====== PASSAGE FOR REVIEW

HORSE SPRINGS, N.M. – Wranglers at the Platt ranch were marking calves the old-fashioned way last week, roping them from horseback and burning a brand onto their haunches.

What they were emphatically not doing, said Jay Platt, the third-generation proprietor of the ranch, was abiding by a federally recommended livestock identification plan, intendfd to speed the tracing of animal diseases, that has caused an uproar among ranchers. They were not attaching the recommended tags with microchips that would allow the computerized recording of livestock movements from birth to the slaughterhouse.

“This plan is expensive, it’s intrusive, and there’s no need for it,” Mr. Platt said.

Mr. Platt said he already did all he could to fight epidemics. He does not bring any outside animals into his herds, and he happily staples on metal tags that identify animals to help with brucellosis control. But as he drove his pickup from grasslands into dense thickets of piñon pine on this highland desert that requires 100 acres per cow, he explained why he thought the federal plan was wrongheaded.

============
====== MATERIAL PROVIDED

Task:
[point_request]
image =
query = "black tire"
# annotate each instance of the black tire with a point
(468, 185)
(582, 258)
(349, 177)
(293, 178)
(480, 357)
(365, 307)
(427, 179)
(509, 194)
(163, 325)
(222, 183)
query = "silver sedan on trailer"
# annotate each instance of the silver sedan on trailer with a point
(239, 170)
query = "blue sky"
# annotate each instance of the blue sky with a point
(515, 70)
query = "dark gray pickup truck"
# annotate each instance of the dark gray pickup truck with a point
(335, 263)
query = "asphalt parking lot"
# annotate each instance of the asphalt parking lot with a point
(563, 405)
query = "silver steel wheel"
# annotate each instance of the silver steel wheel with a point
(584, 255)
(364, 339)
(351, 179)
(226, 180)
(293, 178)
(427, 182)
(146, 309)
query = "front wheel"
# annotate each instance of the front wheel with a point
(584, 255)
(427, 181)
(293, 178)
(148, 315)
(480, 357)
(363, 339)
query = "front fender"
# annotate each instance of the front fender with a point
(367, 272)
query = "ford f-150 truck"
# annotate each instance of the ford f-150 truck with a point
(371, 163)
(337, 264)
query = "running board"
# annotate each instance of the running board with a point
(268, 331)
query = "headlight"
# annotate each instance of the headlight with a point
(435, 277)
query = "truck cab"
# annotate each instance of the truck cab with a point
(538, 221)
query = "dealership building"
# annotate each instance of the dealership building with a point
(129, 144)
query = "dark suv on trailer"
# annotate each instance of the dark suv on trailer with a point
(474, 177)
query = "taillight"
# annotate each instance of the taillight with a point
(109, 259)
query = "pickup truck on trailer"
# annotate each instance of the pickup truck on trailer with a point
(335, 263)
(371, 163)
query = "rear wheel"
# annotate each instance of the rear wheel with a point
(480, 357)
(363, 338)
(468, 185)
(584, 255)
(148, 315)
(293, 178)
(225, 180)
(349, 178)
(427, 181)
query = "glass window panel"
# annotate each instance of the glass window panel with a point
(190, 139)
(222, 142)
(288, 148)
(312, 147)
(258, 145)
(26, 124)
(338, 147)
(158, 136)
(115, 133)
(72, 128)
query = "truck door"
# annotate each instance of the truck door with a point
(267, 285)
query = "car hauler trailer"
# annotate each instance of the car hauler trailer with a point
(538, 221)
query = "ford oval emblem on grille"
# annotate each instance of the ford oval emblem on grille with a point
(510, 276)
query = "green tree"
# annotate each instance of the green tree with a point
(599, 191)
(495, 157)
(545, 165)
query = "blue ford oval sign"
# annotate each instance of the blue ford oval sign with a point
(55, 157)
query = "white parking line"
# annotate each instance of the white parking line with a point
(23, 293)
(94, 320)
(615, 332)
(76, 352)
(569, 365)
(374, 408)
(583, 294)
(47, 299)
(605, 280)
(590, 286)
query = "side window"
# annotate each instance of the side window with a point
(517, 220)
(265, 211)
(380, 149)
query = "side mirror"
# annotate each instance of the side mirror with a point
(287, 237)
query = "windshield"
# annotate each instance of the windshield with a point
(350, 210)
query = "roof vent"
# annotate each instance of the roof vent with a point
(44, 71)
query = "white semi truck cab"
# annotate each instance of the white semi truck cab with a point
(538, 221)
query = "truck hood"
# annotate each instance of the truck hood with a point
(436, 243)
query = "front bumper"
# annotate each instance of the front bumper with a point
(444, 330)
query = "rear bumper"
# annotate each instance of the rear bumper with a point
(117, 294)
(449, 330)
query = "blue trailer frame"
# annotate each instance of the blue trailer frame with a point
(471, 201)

============
====== MATERIAL PROVIDED

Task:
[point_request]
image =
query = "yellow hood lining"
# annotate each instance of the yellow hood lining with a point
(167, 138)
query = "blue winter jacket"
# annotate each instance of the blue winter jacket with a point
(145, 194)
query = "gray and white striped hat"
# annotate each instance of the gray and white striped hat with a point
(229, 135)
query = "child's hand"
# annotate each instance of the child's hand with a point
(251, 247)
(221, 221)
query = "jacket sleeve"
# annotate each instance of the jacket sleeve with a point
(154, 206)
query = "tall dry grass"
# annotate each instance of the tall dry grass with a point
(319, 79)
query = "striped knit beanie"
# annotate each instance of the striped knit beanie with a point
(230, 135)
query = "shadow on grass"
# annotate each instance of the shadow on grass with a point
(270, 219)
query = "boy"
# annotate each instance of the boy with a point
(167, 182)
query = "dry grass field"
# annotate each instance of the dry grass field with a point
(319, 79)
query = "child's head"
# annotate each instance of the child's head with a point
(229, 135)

============
====== MATERIAL PROVIDED

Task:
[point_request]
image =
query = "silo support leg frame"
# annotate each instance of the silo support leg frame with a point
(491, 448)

============

(TASK TO CARRY OUT) Write the next part of the article about ranchers and the federal livestock identification plan, picking up after its last sentence. The entries are separate from the article about ranchers and the livestock identification plan.

(WRITTEN ANSWER)
Mr. Platt called the extra $2 cost of the electronic tags an onerous burden for a teetering industry and said he often moved horses and some of his 1,000 head of cattle among three ranches here and in Arizona. Small groups of cattle are often rounded up in distant spots and herded into a truck by a single person, who could not simultaneously wield the hand-held scanner needed to record individual animal identities, Mr. Platt said. And there is no Internet connection on the ranch for filing to a regional database.